» DATA RECORDS:
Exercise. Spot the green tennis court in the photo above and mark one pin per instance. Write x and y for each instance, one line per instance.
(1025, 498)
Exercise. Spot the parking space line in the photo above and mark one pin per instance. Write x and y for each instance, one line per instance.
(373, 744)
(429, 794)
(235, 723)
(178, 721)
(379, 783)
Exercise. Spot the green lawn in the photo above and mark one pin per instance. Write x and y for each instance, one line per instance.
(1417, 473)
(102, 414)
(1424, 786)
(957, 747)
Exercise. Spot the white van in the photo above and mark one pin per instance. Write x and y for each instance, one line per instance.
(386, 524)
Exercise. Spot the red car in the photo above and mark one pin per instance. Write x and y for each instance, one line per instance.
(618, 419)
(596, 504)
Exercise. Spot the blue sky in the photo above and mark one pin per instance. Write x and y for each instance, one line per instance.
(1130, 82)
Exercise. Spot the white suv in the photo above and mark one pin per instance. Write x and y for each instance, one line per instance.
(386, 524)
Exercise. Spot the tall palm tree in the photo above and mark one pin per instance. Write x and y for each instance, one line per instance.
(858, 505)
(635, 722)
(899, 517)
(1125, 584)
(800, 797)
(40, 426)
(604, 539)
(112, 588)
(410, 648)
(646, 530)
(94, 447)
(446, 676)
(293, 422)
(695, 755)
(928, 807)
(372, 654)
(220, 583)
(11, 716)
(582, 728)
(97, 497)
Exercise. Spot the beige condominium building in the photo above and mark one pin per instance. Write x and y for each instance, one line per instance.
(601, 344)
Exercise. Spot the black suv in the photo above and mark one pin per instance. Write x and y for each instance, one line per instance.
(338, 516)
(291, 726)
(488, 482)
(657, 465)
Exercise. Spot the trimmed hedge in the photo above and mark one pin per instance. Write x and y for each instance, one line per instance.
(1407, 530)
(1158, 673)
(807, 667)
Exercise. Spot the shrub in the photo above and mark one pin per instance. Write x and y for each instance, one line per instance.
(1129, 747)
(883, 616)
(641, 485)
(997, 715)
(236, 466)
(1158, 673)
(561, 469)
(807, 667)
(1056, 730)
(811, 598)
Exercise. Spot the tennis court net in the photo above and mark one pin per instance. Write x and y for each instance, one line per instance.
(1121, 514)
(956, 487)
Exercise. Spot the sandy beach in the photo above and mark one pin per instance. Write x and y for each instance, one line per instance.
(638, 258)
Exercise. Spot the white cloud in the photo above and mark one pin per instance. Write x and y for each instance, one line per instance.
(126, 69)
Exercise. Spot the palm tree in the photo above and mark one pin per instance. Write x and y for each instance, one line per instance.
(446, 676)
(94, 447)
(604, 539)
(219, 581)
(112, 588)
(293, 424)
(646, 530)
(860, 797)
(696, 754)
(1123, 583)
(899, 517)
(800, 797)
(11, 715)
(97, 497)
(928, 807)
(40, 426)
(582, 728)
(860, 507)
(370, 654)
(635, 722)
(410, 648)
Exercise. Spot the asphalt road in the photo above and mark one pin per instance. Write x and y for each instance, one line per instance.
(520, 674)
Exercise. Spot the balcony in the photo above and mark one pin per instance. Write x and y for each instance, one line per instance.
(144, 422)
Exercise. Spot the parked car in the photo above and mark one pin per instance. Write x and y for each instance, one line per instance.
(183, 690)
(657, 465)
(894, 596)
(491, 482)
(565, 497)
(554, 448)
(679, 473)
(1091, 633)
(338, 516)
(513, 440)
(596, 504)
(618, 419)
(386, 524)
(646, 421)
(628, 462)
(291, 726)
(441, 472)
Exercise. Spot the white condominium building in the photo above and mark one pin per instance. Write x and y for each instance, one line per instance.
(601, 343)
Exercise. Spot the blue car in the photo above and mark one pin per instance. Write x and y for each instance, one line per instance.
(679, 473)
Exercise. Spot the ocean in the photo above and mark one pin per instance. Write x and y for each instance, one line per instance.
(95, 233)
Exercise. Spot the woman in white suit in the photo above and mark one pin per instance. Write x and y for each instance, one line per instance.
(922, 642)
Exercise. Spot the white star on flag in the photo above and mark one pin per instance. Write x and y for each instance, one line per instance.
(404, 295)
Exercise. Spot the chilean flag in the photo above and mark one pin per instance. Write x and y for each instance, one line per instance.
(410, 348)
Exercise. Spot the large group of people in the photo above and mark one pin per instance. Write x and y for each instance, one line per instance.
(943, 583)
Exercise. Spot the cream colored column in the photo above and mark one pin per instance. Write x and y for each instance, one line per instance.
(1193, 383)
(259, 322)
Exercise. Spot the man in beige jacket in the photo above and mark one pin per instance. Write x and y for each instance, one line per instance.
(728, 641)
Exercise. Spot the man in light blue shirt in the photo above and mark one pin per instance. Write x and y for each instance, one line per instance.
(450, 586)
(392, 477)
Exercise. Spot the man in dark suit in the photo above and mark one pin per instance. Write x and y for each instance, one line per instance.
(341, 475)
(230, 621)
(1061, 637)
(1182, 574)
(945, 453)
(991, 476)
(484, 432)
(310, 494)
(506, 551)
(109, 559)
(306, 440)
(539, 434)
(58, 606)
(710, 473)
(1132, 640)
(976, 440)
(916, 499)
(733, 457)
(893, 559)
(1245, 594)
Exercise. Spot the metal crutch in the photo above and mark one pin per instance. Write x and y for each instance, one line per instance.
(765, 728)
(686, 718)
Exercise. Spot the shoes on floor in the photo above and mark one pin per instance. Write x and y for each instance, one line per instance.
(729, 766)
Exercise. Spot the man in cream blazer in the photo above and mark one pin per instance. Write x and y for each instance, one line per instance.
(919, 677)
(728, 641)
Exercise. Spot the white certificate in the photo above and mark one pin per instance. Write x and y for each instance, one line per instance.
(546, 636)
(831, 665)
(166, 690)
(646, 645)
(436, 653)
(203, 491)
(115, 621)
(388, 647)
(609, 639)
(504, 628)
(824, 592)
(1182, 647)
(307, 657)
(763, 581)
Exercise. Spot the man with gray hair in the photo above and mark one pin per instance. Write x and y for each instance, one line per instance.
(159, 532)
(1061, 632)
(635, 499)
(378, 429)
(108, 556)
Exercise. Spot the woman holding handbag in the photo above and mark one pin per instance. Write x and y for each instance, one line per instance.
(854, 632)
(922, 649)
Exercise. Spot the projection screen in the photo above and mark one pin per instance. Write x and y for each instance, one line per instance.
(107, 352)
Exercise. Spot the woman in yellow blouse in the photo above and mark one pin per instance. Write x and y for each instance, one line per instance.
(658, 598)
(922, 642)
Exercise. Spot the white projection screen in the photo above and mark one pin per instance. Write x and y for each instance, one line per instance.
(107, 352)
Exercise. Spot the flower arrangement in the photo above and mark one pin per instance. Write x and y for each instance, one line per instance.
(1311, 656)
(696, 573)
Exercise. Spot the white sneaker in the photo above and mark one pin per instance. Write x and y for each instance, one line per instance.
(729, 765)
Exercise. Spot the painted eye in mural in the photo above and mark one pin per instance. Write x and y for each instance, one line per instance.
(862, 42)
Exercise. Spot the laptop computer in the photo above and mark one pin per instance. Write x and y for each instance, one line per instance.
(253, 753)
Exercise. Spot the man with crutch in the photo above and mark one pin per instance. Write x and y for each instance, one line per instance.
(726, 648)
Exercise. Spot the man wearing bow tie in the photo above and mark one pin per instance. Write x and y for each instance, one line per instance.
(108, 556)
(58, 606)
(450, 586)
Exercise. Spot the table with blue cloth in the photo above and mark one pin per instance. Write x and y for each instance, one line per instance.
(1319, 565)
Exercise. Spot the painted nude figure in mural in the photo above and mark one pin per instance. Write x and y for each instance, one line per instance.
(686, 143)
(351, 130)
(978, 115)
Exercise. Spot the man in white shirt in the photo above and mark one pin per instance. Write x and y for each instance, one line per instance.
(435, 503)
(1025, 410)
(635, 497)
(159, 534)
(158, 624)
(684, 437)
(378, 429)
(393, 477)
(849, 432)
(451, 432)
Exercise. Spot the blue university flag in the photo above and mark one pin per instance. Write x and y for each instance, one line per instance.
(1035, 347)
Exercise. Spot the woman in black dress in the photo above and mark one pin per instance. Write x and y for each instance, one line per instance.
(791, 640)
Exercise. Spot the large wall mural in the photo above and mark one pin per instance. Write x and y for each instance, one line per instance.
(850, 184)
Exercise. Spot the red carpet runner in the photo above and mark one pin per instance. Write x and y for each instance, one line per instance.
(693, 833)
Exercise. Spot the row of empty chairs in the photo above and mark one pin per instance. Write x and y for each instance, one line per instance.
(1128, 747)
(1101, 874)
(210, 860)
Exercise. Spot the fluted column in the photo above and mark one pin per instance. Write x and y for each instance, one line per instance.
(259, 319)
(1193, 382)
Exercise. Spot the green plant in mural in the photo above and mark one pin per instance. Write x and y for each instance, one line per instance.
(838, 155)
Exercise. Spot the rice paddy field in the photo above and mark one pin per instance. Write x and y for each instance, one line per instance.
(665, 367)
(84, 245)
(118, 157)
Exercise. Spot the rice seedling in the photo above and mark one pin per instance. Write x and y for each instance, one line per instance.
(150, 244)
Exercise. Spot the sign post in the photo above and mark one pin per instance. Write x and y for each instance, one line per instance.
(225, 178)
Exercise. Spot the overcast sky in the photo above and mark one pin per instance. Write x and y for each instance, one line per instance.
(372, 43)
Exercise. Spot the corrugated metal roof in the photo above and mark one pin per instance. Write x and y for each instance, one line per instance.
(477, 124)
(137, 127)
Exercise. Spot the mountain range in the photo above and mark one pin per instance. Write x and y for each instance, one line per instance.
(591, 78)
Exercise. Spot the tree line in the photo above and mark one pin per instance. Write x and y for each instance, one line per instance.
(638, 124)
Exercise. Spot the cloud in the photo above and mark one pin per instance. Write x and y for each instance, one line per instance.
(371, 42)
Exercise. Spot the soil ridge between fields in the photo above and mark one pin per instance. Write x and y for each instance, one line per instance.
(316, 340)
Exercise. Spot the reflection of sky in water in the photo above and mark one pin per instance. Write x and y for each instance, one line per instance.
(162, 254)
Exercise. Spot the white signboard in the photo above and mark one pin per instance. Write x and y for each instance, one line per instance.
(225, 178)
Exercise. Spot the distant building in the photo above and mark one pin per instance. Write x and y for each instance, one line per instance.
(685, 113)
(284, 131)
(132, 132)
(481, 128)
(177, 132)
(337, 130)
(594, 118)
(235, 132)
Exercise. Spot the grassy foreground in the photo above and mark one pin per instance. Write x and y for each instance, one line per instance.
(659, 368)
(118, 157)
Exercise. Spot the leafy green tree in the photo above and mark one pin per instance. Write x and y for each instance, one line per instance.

» PROBLEM TO SOLVE: Copy out the line containing "Exercise. Spot the corrugated", then every line after it through the end of the listing, exactly and with nothing else.

» EXERCISE SOLUTION:
Exercise. Spot the corrugated metal roof in the photo above and mark one pin per instance. Write x and y for each instance, one line per instance.
(477, 124)
(137, 127)
Exercise. Spot the mountain range in the photo above and mark one pin per instance. Write x and y for each instance, one line per instance.
(591, 78)
Exercise. Spot the tree line in the photo above and mark one pin per instance. Write x and y for each instance, one line per instance.
(638, 124)
Exercise. Spot the cloud in the photo above and mark one pin per instance. Write x and y for each instance, one line per instance.
(371, 42)
Exercise. Spot the soil ridge between fields in the photo above and mark one pin per instance. Write x and y for each instance, one line per instance.
(316, 340)
Exercise. Spot the reflection of sky in water in the photo above and mark one pin per instance. Write x and y for each instance, one line per instance.
(162, 254)
Exercise. Spot the white signboard in the photo above and mark one pin per instance. Write x and y for each instance, one line per instance.
(225, 178)
Exercise. Spot the distant building in the photo above and mark one pin per instance. Write x and y for each instance, one line per instance.
(685, 113)
(284, 131)
(132, 132)
(481, 128)
(177, 132)
(337, 130)
(594, 118)
(235, 132)
Exercise. Spot the grassy foreground in the photo above and mark one pin per instance. Write x and y for each instance, one line per instance.
(659, 368)
(118, 157)
Exercise. Spot the leafy green tree in the photo above and mark one pin per instance. Write x and y for each instance, one line per instance.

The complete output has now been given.